··· TEXT BLOCK ···

Photo by Austin Distel

Developer performance is a hot topic nowadays, especially during the COVID-19 time when most of us work from our home offices. Executives feel a strong need to measure developer productivity and introduce metrics that look obviously reliable and good from their point of view but in reality have little to no relevance to the complex work of developers, undermining their motivation and morale.

In this article, we’ll take a close look at the notion of developer performance, identify issues related to it and learn from the best gurus about how to measure developer performance and how to recognize quality metrics.

Developer Performance Metrics That Don’t Work

Developer performance refers to how well engineering teams are performing and how successful development operations of the company are.

··· SUPPLIED INFORMATION ···

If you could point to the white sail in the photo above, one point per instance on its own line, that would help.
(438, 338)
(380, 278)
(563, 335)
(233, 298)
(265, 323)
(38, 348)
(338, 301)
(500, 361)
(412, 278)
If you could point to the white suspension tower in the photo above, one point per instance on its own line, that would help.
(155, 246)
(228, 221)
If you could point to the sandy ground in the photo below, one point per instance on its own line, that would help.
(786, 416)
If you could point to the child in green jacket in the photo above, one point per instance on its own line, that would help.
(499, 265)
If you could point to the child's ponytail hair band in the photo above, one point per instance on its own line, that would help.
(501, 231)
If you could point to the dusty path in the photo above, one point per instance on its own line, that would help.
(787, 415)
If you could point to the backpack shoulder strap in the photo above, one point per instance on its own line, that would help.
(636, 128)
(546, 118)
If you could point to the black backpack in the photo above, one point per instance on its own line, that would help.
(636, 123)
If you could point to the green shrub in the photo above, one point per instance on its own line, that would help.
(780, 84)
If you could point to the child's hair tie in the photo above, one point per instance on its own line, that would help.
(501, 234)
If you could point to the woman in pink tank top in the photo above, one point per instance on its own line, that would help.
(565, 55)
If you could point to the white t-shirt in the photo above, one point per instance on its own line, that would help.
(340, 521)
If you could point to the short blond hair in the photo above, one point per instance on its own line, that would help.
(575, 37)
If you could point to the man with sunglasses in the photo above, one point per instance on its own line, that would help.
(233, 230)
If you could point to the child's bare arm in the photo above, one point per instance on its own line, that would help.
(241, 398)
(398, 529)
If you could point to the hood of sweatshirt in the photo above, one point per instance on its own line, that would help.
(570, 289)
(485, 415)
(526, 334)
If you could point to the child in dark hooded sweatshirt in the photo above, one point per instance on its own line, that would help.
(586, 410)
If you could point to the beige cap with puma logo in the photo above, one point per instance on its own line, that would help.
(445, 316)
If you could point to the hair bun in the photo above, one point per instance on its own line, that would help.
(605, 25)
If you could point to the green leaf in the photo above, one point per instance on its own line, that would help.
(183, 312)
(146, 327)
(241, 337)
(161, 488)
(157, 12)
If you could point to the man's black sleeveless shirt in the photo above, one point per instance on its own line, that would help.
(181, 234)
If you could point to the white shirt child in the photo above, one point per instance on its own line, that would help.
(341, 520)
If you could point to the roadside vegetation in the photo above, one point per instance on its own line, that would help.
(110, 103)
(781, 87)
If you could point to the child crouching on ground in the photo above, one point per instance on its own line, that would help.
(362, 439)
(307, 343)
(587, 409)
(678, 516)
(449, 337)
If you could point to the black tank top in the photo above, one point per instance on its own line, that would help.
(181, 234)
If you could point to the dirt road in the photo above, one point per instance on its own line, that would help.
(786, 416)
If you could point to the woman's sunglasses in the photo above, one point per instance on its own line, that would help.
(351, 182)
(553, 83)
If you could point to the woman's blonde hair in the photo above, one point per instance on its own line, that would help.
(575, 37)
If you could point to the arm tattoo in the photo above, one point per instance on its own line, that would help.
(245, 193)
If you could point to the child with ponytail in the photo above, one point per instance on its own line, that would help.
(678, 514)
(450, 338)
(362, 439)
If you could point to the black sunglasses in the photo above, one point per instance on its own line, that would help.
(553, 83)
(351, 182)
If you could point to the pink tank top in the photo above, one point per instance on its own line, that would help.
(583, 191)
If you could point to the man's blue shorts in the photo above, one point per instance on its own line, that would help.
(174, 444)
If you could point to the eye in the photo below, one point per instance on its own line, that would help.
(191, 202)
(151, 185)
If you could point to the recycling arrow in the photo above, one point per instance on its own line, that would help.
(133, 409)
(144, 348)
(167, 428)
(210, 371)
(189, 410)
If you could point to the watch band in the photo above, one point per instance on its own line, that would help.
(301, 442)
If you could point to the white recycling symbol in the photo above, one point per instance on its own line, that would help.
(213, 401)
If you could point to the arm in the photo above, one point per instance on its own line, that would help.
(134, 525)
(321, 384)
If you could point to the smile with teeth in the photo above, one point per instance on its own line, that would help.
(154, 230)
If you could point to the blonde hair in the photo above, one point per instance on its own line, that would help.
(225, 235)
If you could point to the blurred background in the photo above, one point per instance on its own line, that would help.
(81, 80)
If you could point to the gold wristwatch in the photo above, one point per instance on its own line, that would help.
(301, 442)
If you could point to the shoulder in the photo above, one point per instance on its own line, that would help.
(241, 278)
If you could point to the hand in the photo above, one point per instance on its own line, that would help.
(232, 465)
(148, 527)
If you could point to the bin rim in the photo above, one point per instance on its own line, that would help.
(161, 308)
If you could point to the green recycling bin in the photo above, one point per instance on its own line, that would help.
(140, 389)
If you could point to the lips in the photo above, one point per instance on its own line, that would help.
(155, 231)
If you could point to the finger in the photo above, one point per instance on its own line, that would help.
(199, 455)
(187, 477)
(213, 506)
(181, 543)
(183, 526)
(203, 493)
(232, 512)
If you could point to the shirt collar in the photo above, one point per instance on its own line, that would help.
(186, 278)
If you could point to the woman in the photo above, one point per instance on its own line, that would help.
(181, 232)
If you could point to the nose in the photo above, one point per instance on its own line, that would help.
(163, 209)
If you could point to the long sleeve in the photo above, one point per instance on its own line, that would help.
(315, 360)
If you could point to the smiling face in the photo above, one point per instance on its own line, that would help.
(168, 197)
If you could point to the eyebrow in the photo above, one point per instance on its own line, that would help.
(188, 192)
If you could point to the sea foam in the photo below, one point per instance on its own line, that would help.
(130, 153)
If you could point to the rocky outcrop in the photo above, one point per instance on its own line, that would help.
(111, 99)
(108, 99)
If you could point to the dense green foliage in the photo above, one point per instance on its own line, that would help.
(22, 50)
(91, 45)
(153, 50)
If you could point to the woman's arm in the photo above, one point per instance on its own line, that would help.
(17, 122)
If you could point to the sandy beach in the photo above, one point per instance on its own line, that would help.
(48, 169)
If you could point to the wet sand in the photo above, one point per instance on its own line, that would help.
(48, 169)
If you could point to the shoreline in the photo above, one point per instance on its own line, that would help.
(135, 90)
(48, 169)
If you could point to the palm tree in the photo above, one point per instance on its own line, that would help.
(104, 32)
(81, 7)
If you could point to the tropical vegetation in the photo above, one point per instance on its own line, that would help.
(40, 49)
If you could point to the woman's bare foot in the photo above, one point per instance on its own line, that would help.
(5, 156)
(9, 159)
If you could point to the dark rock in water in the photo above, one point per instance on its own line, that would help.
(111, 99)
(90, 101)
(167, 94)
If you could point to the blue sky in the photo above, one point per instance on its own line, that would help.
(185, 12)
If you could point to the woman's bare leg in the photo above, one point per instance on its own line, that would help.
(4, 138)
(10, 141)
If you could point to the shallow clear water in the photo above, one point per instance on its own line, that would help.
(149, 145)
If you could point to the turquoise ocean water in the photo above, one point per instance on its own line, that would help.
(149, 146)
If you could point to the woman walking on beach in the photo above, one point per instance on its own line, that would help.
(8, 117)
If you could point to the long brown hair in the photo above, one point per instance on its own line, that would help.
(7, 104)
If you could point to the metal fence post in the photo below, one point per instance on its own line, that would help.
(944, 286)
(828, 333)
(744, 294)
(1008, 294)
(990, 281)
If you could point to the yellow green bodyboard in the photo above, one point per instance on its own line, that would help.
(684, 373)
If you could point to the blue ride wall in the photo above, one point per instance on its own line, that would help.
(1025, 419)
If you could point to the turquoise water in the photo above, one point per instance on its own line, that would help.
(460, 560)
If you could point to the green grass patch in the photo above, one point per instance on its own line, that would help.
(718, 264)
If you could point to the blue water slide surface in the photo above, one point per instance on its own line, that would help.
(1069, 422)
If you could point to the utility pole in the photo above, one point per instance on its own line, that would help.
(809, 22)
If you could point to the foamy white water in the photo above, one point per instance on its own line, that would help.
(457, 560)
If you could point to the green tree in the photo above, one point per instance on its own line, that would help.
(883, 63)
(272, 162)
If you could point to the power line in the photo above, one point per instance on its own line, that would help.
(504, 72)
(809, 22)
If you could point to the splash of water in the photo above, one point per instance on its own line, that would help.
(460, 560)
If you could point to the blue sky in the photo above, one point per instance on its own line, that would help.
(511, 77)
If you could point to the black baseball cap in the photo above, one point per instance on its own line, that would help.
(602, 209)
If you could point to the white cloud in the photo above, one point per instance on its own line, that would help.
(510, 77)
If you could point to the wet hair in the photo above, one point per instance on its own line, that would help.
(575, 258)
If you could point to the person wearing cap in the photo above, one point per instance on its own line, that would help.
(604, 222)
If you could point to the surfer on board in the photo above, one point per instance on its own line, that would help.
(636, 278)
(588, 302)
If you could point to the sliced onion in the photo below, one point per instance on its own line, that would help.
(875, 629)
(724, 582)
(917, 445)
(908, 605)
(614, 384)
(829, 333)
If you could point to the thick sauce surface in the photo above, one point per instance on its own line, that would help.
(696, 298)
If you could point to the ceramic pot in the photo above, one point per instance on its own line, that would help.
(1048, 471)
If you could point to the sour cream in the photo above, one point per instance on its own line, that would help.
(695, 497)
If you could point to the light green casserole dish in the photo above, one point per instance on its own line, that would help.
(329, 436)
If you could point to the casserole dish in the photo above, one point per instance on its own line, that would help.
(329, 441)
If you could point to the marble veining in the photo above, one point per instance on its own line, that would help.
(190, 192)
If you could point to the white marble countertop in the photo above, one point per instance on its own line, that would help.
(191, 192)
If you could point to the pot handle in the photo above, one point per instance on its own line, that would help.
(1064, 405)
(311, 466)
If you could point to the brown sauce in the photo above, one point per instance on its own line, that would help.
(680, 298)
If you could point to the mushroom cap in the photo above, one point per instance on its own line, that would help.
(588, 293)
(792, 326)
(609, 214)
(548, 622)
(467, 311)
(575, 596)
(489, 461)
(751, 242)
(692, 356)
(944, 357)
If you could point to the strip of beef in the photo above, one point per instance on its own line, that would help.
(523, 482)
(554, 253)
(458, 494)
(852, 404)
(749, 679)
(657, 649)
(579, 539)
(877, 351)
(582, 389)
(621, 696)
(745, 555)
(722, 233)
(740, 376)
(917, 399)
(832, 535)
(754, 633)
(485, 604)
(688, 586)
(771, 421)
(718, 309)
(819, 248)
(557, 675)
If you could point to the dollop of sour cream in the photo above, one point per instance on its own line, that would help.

···

> [PARTS OF THE EXERCISE]:
a: Answer these questions using the developer performance text:
(i) During what period, according to the text, do most of us work from our home offices?
(ii) What does the text say the metrics introduced by executives undermine?
(iii) How does the text define developer performance?
b: Rewrite the paragraph of the developer performance text that begins "Developer performance is a hot topic nowadays" in a shorter form, keeping its main facts.
c: Reproduce the developer performance text word for word, starting with "Photo by Austin" and going on through "the company are.".
The records have nothing to do with the developer performance text.

> [EXPECTED OUTPUTS]:
a:
(i) During the COVID-19 time.
(ii) Developers' motivation and morale.
(iii) It refers to how well engineering teams are performing and how successful the company's development operations are.

b: Developer performance gets a lot of attention now, especially during COVID-19, when most people work from home. Executives want to measure developer productivity. The metrics they introduce look reliable to them but have little or no relevance to developers' complex work, and they hurt developers' motivation and morale.

c:
Photo by Austin Distel

Developer performance is a hot topic nowadays, especially during the COVID-19 time when most of us work from our home offices. Executives feel a strong need to measure developer productivity and introduce metrics that look obviously reliable and good from their point of view but in reality have little to no relevance to the complex work of developers, undermining their motivation and morale.

In this article, we’ll take a close look at the notion of developer performance, identify issues related to it and learn from the best gurus about how to measure developer performance and how to recognize quality metrics.

Developer Performance Metrics That Don’t Work

Developer performance refers to how well engineering teams are performing and how successful development operations of the company are.